__Do this__
Reproduce the lines in the stretch from the one containing "Would you do me a favor and mark the burning" through the one containing "544,224,600,382", without altering anything.

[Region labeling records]
====================
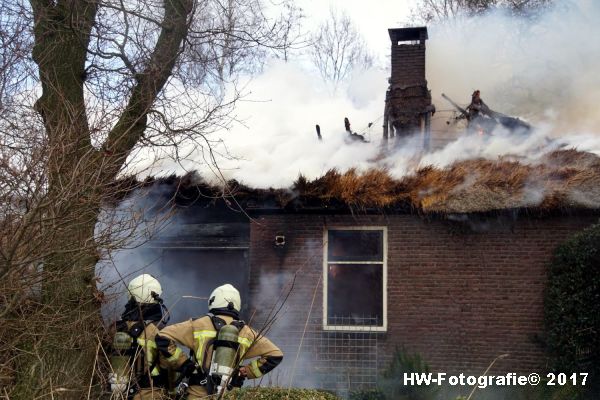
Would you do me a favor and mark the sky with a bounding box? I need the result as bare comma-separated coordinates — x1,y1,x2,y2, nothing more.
133,0,600,188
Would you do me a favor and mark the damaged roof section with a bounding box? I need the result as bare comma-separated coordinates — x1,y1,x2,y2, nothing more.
120,150,600,214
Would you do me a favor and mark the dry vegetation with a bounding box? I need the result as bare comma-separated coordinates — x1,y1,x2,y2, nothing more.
145,150,600,213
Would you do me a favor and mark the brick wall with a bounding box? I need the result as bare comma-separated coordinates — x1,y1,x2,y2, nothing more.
250,215,598,391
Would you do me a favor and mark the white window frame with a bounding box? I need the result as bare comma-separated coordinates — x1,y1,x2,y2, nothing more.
323,226,388,332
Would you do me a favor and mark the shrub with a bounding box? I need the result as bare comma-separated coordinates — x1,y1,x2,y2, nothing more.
544,224,600,385
378,347,438,400
348,389,386,400
224,387,340,400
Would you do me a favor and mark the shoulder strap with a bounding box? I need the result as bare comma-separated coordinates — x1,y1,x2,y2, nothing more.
231,319,246,331
206,313,227,333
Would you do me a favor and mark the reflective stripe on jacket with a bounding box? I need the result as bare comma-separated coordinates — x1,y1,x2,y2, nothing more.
159,315,283,379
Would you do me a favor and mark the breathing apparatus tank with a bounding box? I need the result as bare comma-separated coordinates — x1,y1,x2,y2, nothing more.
108,332,134,392
207,325,239,394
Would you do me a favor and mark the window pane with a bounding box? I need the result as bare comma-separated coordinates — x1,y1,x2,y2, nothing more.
327,230,383,261
327,264,383,326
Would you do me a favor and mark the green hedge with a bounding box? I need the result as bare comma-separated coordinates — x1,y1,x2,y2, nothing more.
544,224,600,388
224,387,340,400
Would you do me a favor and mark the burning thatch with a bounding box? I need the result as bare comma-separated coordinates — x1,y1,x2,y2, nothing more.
124,150,600,213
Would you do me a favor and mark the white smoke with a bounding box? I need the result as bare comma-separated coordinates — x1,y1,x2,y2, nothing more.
132,0,600,187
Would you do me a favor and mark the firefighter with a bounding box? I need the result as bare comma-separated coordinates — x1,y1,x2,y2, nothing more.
109,274,168,400
467,90,496,133
156,284,283,400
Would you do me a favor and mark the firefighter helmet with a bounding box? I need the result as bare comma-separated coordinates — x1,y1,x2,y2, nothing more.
208,283,242,312
127,274,162,303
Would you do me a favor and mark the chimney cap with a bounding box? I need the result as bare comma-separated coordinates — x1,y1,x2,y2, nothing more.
388,26,429,43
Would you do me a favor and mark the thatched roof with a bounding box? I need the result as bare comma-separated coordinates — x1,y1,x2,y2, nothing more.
118,150,600,214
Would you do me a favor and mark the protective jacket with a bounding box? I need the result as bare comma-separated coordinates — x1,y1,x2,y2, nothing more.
115,302,167,400
156,314,283,399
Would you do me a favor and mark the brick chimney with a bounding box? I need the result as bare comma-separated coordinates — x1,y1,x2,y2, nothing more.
383,27,435,147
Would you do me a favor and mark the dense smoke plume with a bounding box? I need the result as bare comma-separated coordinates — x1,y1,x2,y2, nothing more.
139,0,600,187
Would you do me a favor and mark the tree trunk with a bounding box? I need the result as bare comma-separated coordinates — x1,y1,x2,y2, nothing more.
10,0,193,394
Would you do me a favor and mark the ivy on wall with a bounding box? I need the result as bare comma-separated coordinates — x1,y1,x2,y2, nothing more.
544,224,600,382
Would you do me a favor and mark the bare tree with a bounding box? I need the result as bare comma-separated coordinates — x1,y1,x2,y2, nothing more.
412,0,552,23
0,0,289,399
310,9,373,86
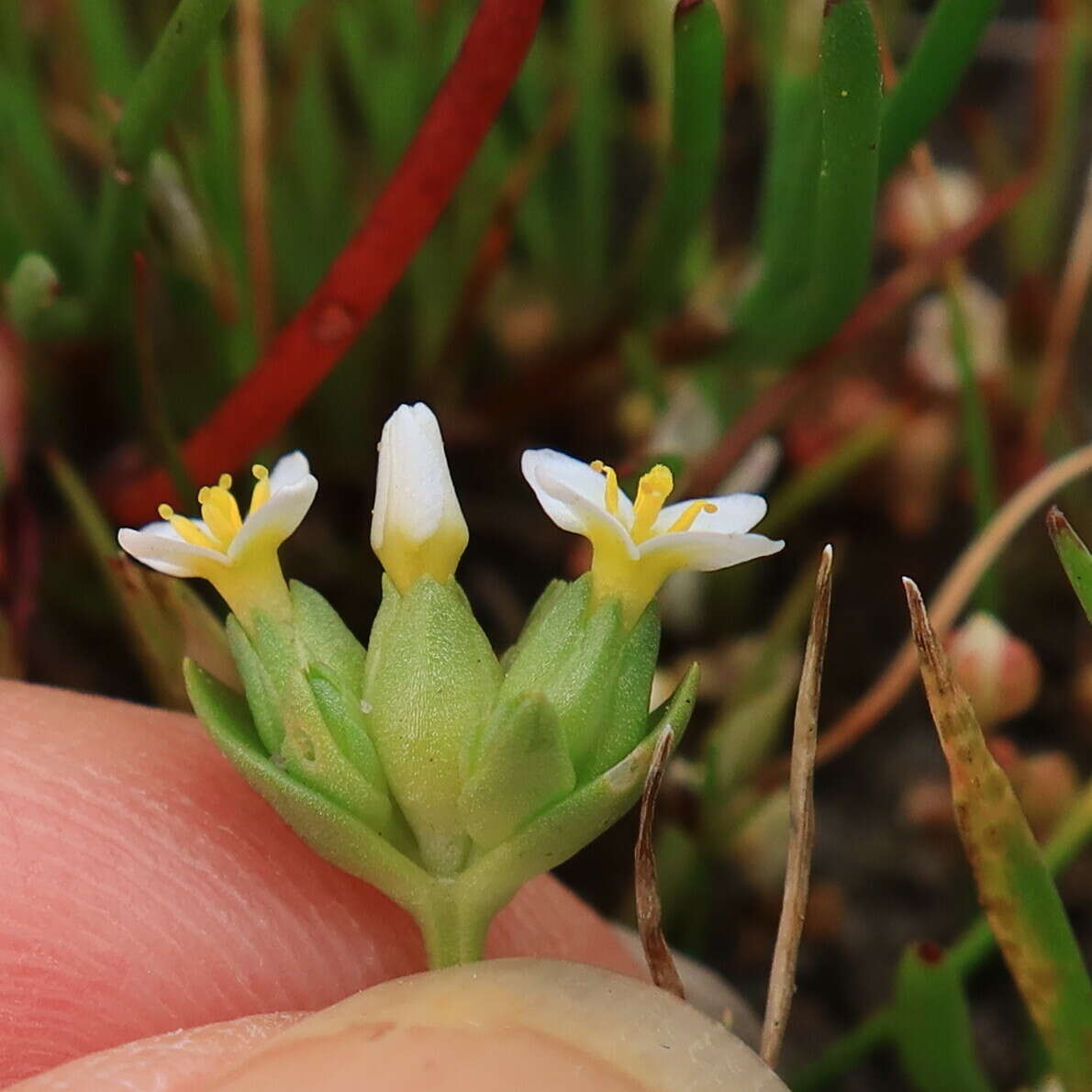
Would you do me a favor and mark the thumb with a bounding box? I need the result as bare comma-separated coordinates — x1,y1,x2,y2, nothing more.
0,683,634,1086
19,959,786,1092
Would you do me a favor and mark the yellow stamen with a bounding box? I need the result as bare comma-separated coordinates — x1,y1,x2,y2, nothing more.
590,459,618,516
160,505,219,551
629,463,674,545
251,463,270,513
667,500,717,534
197,474,242,551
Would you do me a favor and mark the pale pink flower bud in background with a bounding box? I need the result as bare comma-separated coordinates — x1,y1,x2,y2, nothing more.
948,610,1042,731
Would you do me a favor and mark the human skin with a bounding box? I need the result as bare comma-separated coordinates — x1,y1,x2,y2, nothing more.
0,683,638,1092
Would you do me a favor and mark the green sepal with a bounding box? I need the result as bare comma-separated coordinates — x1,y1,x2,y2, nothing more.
225,615,284,754
459,694,576,850
459,664,697,912
288,580,367,703
500,580,579,673
183,660,429,914
228,610,396,832
363,576,500,875
590,603,660,775
501,575,660,782
306,664,387,795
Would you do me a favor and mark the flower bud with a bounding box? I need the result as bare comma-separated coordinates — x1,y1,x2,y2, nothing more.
907,280,1009,395
363,575,500,875
881,167,985,251
948,610,1042,731
372,402,470,593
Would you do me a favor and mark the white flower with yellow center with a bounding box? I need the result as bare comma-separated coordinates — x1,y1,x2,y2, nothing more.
118,451,318,625
523,449,786,621
372,402,470,594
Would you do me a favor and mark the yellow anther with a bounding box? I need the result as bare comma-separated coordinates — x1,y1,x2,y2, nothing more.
160,505,219,550
667,500,717,534
590,459,618,516
629,463,674,544
197,474,242,551
251,463,270,512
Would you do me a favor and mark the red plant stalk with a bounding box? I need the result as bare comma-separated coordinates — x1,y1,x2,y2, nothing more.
106,0,542,523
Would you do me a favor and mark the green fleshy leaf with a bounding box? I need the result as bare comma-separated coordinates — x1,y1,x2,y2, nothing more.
289,580,367,701
459,665,697,908
184,660,429,914
228,611,396,833
1046,507,1092,621
306,665,387,794
590,603,660,776
226,615,284,754
904,581,1092,1090
500,580,573,673
893,944,990,1092
459,694,576,849
364,576,500,875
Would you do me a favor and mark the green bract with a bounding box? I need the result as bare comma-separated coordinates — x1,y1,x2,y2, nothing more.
185,575,696,966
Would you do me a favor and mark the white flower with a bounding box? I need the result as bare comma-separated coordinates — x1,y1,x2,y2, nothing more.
118,451,318,620
372,402,470,593
523,449,786,619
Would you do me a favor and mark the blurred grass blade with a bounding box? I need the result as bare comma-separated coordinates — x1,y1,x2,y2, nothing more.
722,0,881,366
87,0,231,318
633,725,685,1000
50,452,236,710
638,0,724,318
903,579,1092,1092
568,0,613,314
732,0,822,326
76,0,137,98
893,944,990,1092
879,0,999,179
1046,507,1092,621
763,546,834,1068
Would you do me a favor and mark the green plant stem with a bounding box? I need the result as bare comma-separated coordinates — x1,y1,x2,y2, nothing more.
720,0,881,371
947,286,1000,614
1008,2,1092,276
879,0,998,179
568,0,610,312
763,415,898,535
87,0,231,318
638,0,724,321
788,781,1092,1092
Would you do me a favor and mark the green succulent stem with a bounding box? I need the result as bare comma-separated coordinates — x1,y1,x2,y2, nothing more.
415,880,493,971
87,0,231,317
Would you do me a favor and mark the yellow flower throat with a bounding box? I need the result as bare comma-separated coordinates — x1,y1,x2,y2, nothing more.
590,459,717,545
160,465,270,553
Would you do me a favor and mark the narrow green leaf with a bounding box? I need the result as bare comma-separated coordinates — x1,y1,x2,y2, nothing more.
895,944,990,1092
184,660,429,913
903,580,1092,1092
879,0,998,178
1046,507,1092,621
720,0,881,366
459,694,576,849
638,0,724,318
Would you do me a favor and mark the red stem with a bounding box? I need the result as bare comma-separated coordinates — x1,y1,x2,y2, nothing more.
107,0,542,523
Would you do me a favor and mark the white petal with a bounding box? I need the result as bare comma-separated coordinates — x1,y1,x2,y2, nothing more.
270,451,311,493
228,475,318,562
521,448,633,534
524,452,639,562
641,530,786,573
118,523,226,576
372,402,466,551
653,493,765,535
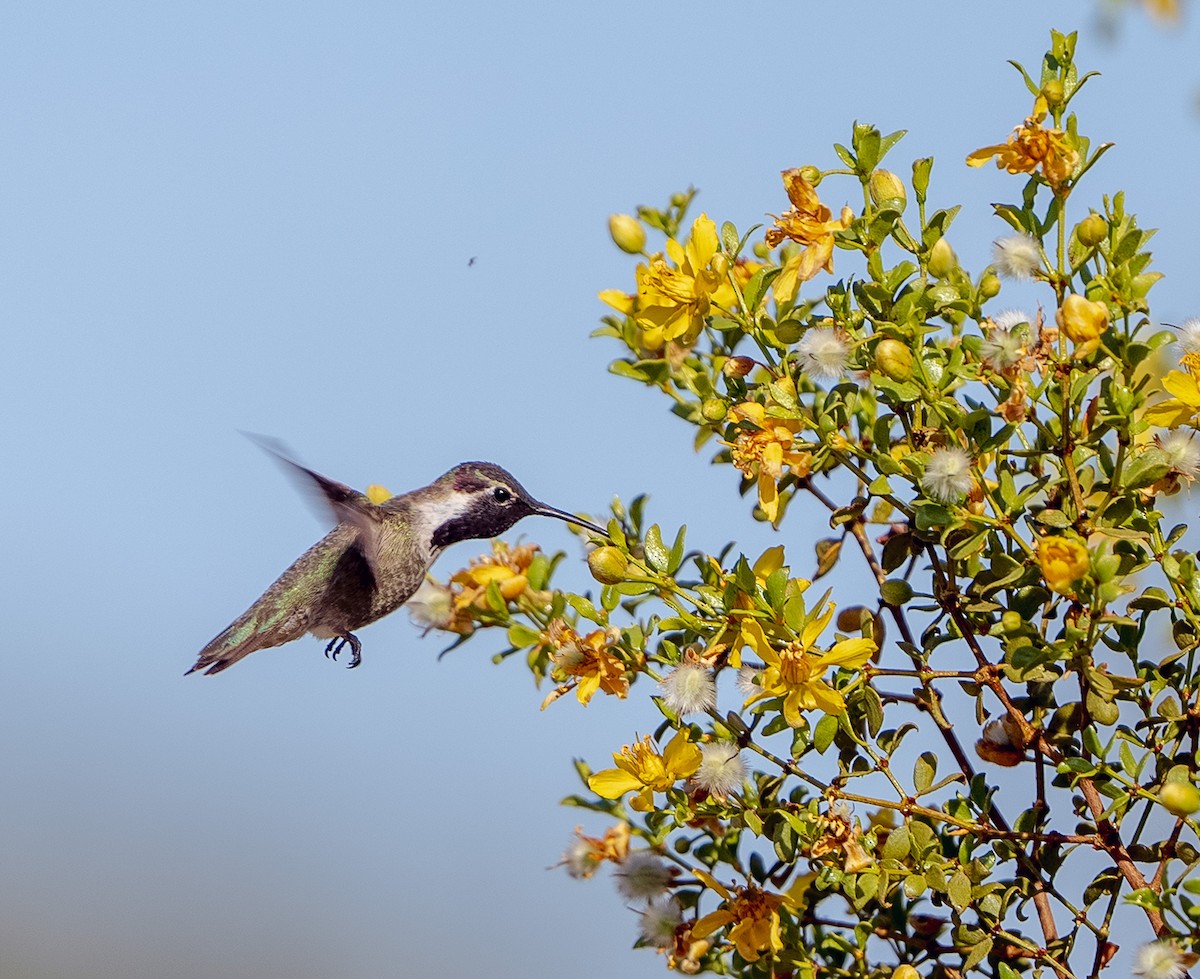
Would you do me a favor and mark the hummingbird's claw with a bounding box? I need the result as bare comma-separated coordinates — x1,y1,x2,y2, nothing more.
325,632,362,669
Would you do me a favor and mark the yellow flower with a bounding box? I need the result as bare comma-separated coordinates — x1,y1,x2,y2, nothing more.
1142,355,1200,428
1055,293,1109,358
725,401,812,523
450,541,538,609
744,603,876,727
588,729,703,811
967,96,1079,191
1142,0,1180,20
633,215,734,350
540,619,629,708
1038,536,1088,595
691,870,786,962
767,167,854,301
559,823,630,879
608,215,646,254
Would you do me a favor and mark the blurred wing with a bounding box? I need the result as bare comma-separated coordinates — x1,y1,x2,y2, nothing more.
242,432,383,581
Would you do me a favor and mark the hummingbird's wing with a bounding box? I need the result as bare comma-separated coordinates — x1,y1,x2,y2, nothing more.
242,432,383,578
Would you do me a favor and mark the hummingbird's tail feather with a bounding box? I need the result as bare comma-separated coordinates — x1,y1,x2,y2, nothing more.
184,607,305,677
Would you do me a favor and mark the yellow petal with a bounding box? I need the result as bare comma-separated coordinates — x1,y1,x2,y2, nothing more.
967,143,1008,167
692,869,730,897
1163,371,1200,408
629,787,654,812
599,289,635,316
588,768,642,799
754,543,784,582
821,637,876,668
688,214,721,272
1142,398,1196,428
575,673,600,707
730,401,767,428
691,909,733,938
758,473,779,523
662,728,703,780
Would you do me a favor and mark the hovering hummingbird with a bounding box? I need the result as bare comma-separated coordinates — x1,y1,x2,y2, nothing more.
185,439,608,675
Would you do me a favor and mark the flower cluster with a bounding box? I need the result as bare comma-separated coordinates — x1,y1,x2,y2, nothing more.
412,32,1200,979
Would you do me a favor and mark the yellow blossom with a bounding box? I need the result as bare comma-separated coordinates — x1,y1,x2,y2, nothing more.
599,289,637,316
588,728,703,811
1055,293,1109,358
725,401,812,523
1142,359,1200,428
563,823,630,878
608,215,646,254
540,619,629,708
967,96,1079,191
1038,536,1088,595
1142,0,1180,20
691,870,787,962
767,167,854,302
746,603,876,727
450,541,538,609
633,215,734,350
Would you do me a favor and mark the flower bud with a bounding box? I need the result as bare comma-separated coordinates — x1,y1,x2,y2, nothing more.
868,170,908,211
588,547,629,584
1075,211,1109,248
929,238,959,278
875,337,912,380
608,215,646,254
1038,536,1091,595
700,398,730,422
1158,782,1200,816
721,356,756,377
1055,293,1109,356
979,272,1000,299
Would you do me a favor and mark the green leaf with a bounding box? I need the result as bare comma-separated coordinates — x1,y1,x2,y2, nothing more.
881,823,912,861
742,265,784,313
880,578,912,608
946,870,971,912
643,523,671,571
721,221,738,256
812,714,838,755
912,751,937,795
962,937,992,974
509,623,540,649
667,524,688,575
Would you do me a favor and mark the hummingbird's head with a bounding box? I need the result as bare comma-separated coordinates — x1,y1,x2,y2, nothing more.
430,462,608,548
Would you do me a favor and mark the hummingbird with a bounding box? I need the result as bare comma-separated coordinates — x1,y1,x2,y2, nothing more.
185,438,608,675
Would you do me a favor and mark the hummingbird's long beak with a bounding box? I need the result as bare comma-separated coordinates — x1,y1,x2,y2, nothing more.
533,500,608,540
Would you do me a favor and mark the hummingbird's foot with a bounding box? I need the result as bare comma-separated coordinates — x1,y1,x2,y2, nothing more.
325,632,362,669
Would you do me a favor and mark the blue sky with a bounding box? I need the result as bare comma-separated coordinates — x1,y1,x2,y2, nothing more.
0,0,1200,979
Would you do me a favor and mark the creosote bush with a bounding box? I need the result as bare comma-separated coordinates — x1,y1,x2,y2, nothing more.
405,32,1200,979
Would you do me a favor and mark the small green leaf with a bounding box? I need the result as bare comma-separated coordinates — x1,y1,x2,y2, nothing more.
912,751,937,795
880,578,912,608
643,523,671,571
946,870,971,911
812,714,838,755
509,623,540,649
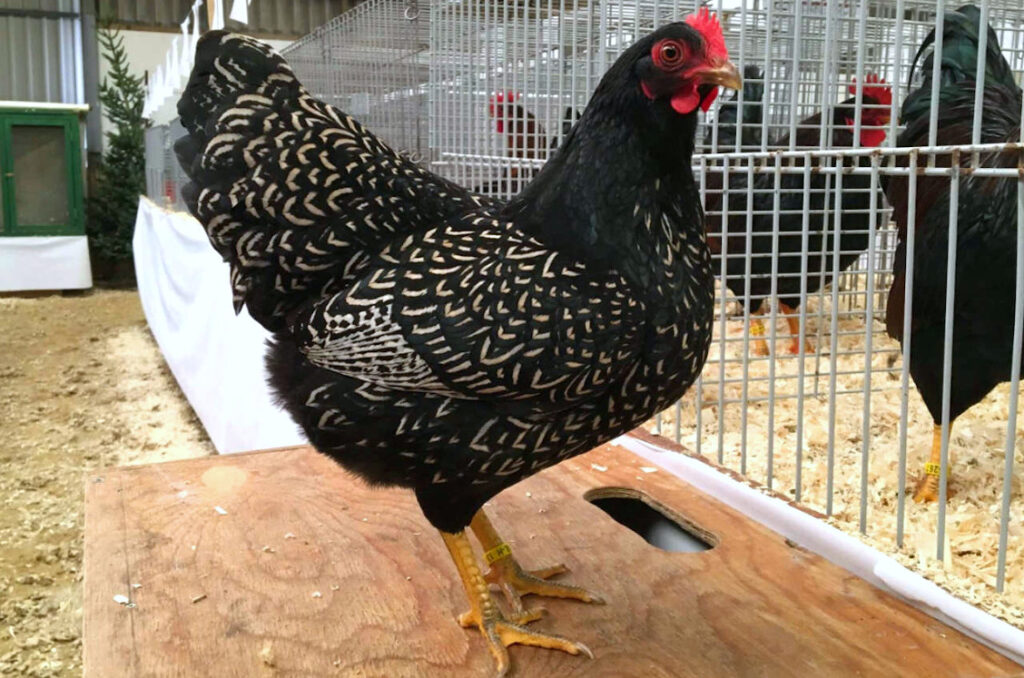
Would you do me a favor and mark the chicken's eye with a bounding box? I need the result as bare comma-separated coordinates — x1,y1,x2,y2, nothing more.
653,40,686,69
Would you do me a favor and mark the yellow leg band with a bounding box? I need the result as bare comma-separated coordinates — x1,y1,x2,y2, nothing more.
483,542,512,565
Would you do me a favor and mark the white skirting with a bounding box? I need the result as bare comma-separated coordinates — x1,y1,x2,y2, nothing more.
0,236,92,292
132,198,305,454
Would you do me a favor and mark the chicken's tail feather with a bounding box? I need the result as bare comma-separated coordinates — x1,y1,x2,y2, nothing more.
175,32,483,331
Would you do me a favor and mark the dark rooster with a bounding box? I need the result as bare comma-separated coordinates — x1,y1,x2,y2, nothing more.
473,91,580,200
176,9,739,675
703,66,765,228
708,74,892,355
885,5,1021,502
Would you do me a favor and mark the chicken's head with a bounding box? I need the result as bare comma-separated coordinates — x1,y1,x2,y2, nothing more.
846,73,893,147
488,90,521,134
637,7,742,115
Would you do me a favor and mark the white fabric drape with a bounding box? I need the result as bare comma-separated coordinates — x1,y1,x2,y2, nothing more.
0,236,92,292
132,198,305,454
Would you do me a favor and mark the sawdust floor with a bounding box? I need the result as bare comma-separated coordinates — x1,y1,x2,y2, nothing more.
662,297,1024,628
0,291,214,677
====================
__Complete answer__
Would you do me a favor and mark the burning thatch with a bounding box? I need the result as bare comma-separated coordinates — x1,y1,x2,y2, nothing more.
124,150,600,213
Would you do me a favor and mark the white smoke with a bounding box? I need the result as bare comma-separated coordinates — x1,y1,x2,y2, nothing more.
132,0,600,187
Would you do me a favor and mark the firefighter with a bounding box? I need the result as bare comma-separated coordinates — x1,y1,x2,y2, nothing more.
109,274,168,400
467,90,496,133
156,284,283,400
Would you do me a favor and mark the firefighter helmet with a bounding box? I need the result as bare comma-separated coordinates — x1,y1,x2,y2, nothing more.
208,283,242,312
127,274,162,303
Would you do me a favor and mark the chimney cap with a bounding box? I need the result as bare comma-separated coordinates — x1,y1,x2,y2, nothing more.
388,26,429,43
Would you do me a favor and mark the thatched roof with a bounding box? I need the result as bare comma-separated coordinates — x1,y1,x2,y2, nothing more.
118,150,600,214
Would you do me a favor and mark the protective jacket with a bounding box? I need the result as bare comma-separated coordinates — x1,y1,x2,y2, nothing more.
115,302,167,400
156,314,283,399
Would you do me a favor and mark the brick chimney with a bounding box? I need the result as bare comma-separated coordinates — x1,y1,x2,y2, nothing more.
383,27,435,147
Would you do me a favor and mark the dense smoke plume with a bounding box? I need the result as bare comma-separated coordinates — x1,y1,x2,y2, nothing more.
139,0,600,187
Would you do me a favor and mark the tree trunk with a bounding box? I need the result as bare comma-separated coordinates — x1,y1,x2,y2, nothing more.
10,0,193,394
Would you do me a favor and mark the ivy on wall with a bounding box? I need the result as bare comma-separated coordinates — x1,y1,x2,y2, nothing more.
544,224,600,382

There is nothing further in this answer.